The code is available.  There are actually two different GAs in the /masses directory -- one, evolve.cxx is Justin's, based on a library called galib; the other, craig-evolve.cxx is mine, based on pgapack so it can make use of multiple CPUs (and even multiple nodes if your computational desires swing that way).  My fitness function is also somewhat different than Justin's, and I've been tinkering with deviations from the standard mutation/crossover to sort of combine elements of both at once (with some regression stuff too) to make things converge faster while doing a reasonably good job of not getting stuck in local minima.  Anyway, both programs are really quite readable if you're familiar with genetic algorithms at all.  Particularly justin's (which is the one currently used for generating the distribution's scores).  With justin off on extended leave for the next 6 months or so though, odds are pretty good that I'll be switching to use craig-evolve very shortly, since it runs considerably faster and produces better results in my experience.  Certainly it's a lot faster.

Now having just said that, I've realized that one thing Justin didn't give me access to (I don't think) is the corpus before it's been passed through mass-check!  Hopefully you're still there Justin, an we can figure something out there.

C

On Wed, 2002-01-30 at 18:33, Greg Ward wrote:
On 31 January 2002, Olivier Nicole said:
> I wonder if/how I should/could update the ponderations that are given
> by the genetic algorithm.
> 
> I know little about GA, bt I think I remember (some 12 or 15 years
> ago) that it needed quite big samples.
==========
* Tasks to perform:
#1 Answer from the message about the two genetic algorithm programs:
(a) Which library is craig-evolve.cxx based on?
(b) For about how long is Justin expected to be on extended leave?
(c) What does the writer think Justin didn't give access to?
#2 Quote everything in the message from "Now having just" down to "something out there.".
The items are separate material, unrelated to the message.
==========
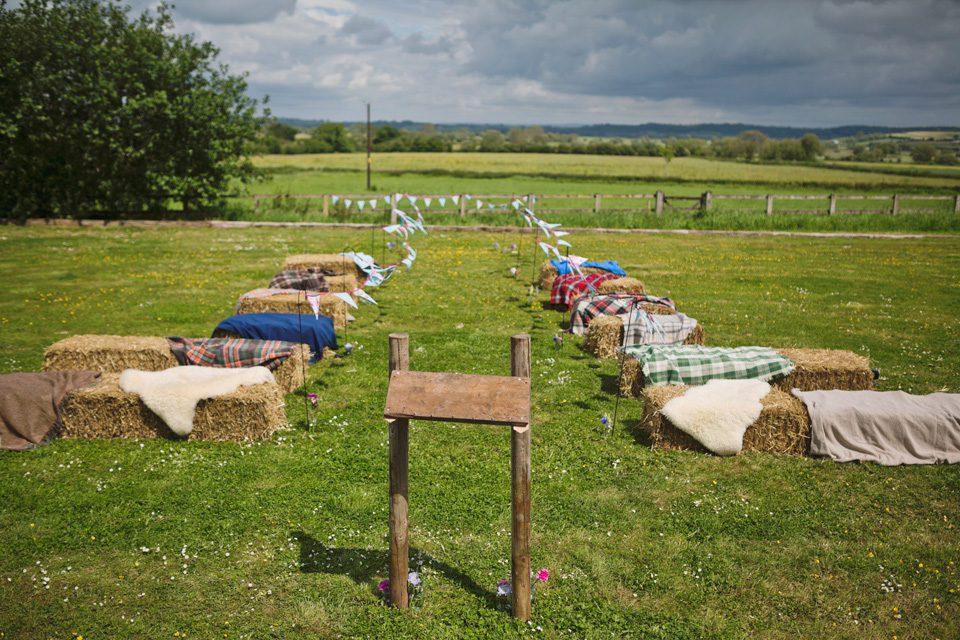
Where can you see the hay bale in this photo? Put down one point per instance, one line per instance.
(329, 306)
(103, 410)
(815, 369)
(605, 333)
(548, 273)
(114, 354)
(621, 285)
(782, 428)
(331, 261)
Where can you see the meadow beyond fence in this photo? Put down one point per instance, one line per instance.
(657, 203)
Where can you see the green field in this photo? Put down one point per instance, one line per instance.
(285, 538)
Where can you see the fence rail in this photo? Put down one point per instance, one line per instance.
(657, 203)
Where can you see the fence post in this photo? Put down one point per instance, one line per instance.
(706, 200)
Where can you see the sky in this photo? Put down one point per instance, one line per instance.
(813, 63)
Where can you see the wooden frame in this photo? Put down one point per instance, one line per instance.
==========
* Solution list:
#1
(a) pgapack
(b) The next 6 months or so
(c) The corpus before it's been passed through mass-check

#2
Now having just said that, I've realized that one thing Justin didn't give me access to (I don't think) is the corpus before it's been passed through mass-check!  Hopefully you're still there Justin, an we can figure something out there.